> 課題指示:
マイヤーズ選手の東京パラリンピック出場辞退を報じた記事を、一字一句変えずに全文書き写してください。

> 提示本文:
★ ★ ★ ★ ★ ★ ★
来月開幕する東京パラリンピックの水泳に出場予定だった米国代表のレベッカ・マイヤーズ(26)が、新型コロナウイルスの感染拡大に伴う規制のため介助者の同行が認められなかったことから出場を辞退したと米ワシントン・ポスト紙が報じた。

先天性の病で生まれた時から耳が聞こえず、生後間もなく目の病気で視力も完全に失ったマイヤーズは、2012年ロンドン大会で銀と銅メダルを獲得し、16年リオデジャネイロ大会では3つの金メダルと銀メダル1つを手にしている。

東京大会でも代表に選ばれていたが、東京への移動や五輪施設内での介助が必要なため母親とパーソナルアシスタントの同行を求めていたものの介助者の入国は認められないと伝えられたことで欠場することを代表チームに伝えたという。

マイヤーズの父親によると、米オリンピック・パラリンピック委員会(USOPC)は主催者と日本政府がコロナによる規制のために入国できる人数を厳密に制限しているため、個々の選手の介助者の同行は認められていないと説明していたというが、調べたところ実際にはUSOPCが同行者リストにマイヤーズの介助者を入れることを阻止していたと批判している。

USOPCは水泳代表チーム34人に対して1人の介助者を同行し、コーチ6人も必要な介助の手伝いをすると説明している。
★ ★ ★ ★ ★ ★ ★
> 対象データ:
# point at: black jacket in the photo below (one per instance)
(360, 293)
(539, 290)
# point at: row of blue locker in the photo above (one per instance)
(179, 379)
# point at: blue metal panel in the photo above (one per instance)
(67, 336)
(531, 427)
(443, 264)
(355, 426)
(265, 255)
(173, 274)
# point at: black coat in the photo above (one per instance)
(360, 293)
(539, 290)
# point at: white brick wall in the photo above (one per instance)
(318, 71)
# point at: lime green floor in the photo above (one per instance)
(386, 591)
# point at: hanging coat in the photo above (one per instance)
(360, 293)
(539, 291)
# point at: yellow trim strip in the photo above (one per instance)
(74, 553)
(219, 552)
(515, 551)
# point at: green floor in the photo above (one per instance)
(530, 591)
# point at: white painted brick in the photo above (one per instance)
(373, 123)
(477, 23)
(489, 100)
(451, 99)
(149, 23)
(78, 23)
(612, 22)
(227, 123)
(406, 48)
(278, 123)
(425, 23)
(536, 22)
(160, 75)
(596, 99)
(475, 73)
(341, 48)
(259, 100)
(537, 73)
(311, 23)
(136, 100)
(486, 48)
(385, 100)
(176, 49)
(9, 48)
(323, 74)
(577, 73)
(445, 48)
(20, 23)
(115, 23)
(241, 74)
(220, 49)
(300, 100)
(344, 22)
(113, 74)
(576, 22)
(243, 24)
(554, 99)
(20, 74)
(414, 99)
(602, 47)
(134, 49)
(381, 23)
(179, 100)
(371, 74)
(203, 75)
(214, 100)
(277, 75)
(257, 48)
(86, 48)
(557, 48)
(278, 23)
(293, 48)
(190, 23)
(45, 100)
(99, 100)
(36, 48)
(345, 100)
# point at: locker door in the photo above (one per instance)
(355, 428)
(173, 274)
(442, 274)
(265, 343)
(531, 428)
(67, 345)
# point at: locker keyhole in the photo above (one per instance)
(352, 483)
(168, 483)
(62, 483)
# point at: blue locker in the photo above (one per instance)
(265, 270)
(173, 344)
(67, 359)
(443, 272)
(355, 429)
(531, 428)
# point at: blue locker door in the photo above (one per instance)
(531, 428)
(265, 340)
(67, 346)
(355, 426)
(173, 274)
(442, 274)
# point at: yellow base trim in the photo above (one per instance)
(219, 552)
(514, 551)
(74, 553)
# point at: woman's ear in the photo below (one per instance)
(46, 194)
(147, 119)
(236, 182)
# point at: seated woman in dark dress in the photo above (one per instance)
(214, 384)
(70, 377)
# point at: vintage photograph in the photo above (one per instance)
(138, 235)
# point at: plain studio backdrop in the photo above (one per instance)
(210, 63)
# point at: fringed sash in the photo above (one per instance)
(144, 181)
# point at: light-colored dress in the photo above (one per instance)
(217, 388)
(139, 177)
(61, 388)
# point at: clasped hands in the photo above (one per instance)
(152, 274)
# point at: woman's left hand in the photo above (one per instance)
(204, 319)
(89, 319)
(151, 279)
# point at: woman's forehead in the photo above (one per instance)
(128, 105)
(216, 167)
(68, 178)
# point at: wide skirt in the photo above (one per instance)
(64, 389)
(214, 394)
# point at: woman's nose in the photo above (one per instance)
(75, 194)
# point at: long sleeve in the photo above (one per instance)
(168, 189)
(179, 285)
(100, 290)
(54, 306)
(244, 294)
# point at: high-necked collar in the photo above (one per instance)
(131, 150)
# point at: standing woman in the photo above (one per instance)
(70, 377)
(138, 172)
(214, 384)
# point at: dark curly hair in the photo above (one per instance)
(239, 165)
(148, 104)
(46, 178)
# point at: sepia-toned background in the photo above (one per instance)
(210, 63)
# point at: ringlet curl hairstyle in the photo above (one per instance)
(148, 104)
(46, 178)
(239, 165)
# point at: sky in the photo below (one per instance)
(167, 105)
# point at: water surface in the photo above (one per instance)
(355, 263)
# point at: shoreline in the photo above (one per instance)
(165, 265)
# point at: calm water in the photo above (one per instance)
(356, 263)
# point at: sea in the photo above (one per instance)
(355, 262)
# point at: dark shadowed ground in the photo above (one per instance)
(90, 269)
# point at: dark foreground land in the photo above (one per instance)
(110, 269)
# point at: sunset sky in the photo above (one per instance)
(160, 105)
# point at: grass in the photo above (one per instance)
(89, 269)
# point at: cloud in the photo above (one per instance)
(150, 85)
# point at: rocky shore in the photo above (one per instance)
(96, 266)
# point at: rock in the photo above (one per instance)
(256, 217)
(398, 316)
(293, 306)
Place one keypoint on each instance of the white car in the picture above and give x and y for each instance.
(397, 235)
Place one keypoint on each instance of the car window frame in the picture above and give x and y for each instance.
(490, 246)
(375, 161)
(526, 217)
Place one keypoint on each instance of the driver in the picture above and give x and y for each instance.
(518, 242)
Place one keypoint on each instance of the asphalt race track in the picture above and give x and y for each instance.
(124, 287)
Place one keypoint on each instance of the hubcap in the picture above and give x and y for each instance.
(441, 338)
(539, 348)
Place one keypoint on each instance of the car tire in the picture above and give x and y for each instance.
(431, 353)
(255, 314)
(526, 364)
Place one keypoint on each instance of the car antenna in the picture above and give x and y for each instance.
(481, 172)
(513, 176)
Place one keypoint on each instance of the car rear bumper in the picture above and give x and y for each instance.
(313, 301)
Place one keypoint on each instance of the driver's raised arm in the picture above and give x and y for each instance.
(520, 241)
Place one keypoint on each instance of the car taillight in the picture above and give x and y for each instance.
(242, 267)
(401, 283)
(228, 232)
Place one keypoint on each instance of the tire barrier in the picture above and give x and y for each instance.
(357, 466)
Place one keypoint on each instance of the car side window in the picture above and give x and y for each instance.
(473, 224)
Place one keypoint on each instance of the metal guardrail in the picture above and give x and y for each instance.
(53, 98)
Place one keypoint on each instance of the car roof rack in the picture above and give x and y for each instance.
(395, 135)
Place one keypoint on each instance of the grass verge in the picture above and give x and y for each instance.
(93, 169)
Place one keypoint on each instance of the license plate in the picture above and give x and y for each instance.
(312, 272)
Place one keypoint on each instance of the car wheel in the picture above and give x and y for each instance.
★ ★ ★ ★ ★ ★ ★
> 回答欄:
来月開幕する東京パラリンピックの水泳に出場予定だった米国代表のレベッカ・マイヤーズ(26)が、新型コロナウイルスの感染拡大に伴う規制のため介助者の同行が認められなかったことから出場を辞退したと米ワシントン・ポスト紙が報じた。

先天性の病で生まれた時から耳が聞こえず、生後間もなく目の病気で視力も完全に失ったマイヤーズは、2012年ロンドン大会で銀と銅メダルを獲得し、16年リオデジャネイロ大会では3つの金メダルと銀メダル1つを手にしている。

東京大会でも代表に選ばれていたが、東京への移動や五輪施設内での介助が必要なため母親とパーソナルアシスタントの同行を求めていたものの介助者の入国は認められないと伝えられたことで欠場することを代表チームに伝えたという。

マイヤーズの父親によると、米オリンピック・パラリンピック委員会(USOPC)は主催者と日本政府がコロナによる規制のために入国できる人数を厳密に制限しているため、個々の選手の介助者の同行は認められていないと説明していたというが、調べたところ実際にはUSOPCが同行者リストにマイヤーズの介助者を入れることを阻止していたと批判している。

USOPCは水泳代表チーム34人に対して1人の介助者を同行し、コーチ6人も必要な介助の手伝いをすると説明している。